WHAT IS ASKED - Rewrite the lines of the material below with every "dot" replaced by "marker" and all else unchanged, leaving out the pictures.

--

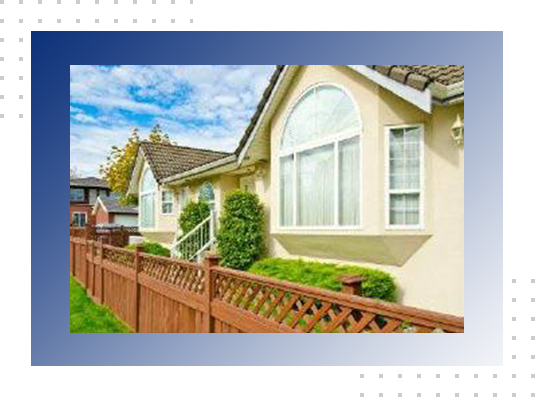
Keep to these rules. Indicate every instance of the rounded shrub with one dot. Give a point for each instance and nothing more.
(193, 215)
(241, 234)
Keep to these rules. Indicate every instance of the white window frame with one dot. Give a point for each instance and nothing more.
(421, 191)
(333, 139)
(79, 214)
(184, 192)
(163, 202)
(83, 195)
(147, 193)
(212, 203)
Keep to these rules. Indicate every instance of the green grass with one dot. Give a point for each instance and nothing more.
(376, 285)
(88, 317)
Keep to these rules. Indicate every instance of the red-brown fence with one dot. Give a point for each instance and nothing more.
(155, 294)
(118, 237)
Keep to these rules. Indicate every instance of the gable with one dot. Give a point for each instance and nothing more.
(419, 85)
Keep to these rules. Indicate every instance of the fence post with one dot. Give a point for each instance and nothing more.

--

FINAL ANSWER -
Keep to these rules. Indicate every instance of the rounded shrub with one marker. Give a point for each instance and nothing more.
(193, 215)
(241, 234)
Keep to these rules. Indicate every instance of the white window frame with one marker. Give a point for each instance and nothing more.
(421, 191)
(333, 139)
(79, 214)
(184, 192)
(163, 202)
(83, 195)
(147, 193)
(212, 203)
Keep to these rules. Indicate every instance of the green grass with one marker. Give a point for each instance and nothing more.
(376, 285)
(88, 317)
Keep to these rules. Indicate every instance of the red-brown fence with one marker. Give a point for each instance and nothing more.
(155, 294)
(118, 237)
Keep to these rules. Indicate every instance of the gable with one marker. Give a point for each instance and nothing more.
(419, 85)
Keep to these rules. Indicate every instance of the fence post with one marker. Give a point for each instance and nothing more.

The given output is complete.